== EXTRACT TO READ ==

No arcane restrictions on ad-skipping or where you can watch from
Which isn't entirely true. One of the functions they have enabled is "start from beginning" when you click on a show in the guide. This can be nice because you can still pick from something "live" but not miss out on the beginning of the show. The downside is that DVR functions prevent you from skipping through mandatory commercial breaks when you do this.

It's the same story for recordings in progress. Say you want to record a 3 hour block of "Live PD" and you start watching an hour after it starts. On a cable/sat DVR you can start the recording, skip the commercials, and get caught up to live by the end of the show. On Philo, because the airing is still in progress and not fully part of your "saved" shows yet, you face the same commercial skip restrictions at least some of the time. I tried to divine the pattern of when those rules are applied, but over the course of testing it out for a month I ran into this restriction on about 60-70% of the shows I tried to watch while "recording" was in progress.

*Edit:* I saw people saying on Reddit that this is fixed, so I plunked down $17 to test, and so far after testing for a few days it does appear that they fixed the problem of skipping commercials through "saved" programs, even if the live broadcast of that episode is still in progress. Specifically tested this again last night with LivePD, and ran into none of the problems I hit when I tested this in December.


----------

===
== DATA LINES ==

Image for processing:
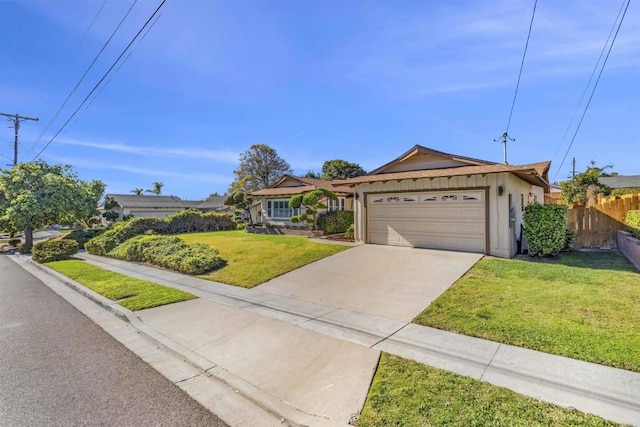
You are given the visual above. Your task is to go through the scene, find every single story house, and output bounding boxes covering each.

===

→ TASKS TO CARRY OUT
[A] List every distinct phrase that the Philo text puts inside double quotation marks, in the order each first appears.
[B] Please copy the Philo text word for word from "It's the same" up to and including "was in progress.".
The data has no connection to the Philo text.

→ ANSWERS FOR THE EXERCISE
[A]
start from beginning
live
Live PD
saved
recording

[B]
It's the same story for recordings in progress. Say you want to record a 3 hour block of "Live PD" and you start watching an hour after it starts. On a cable/sat DVR you can start the recording, skip the commercials, and get caught up to live by the end of the show. On Philo, because the airing is still in progress and not fully part of your "saved" shows yet, you face the same commercial skip restrictions at least some of the time. I tried to divine the pattern of when those rules are applied, but over the course of testing it out for a month I ran into this restriction on about 60-70% of the shows I tried to watch while "recording" was in progress.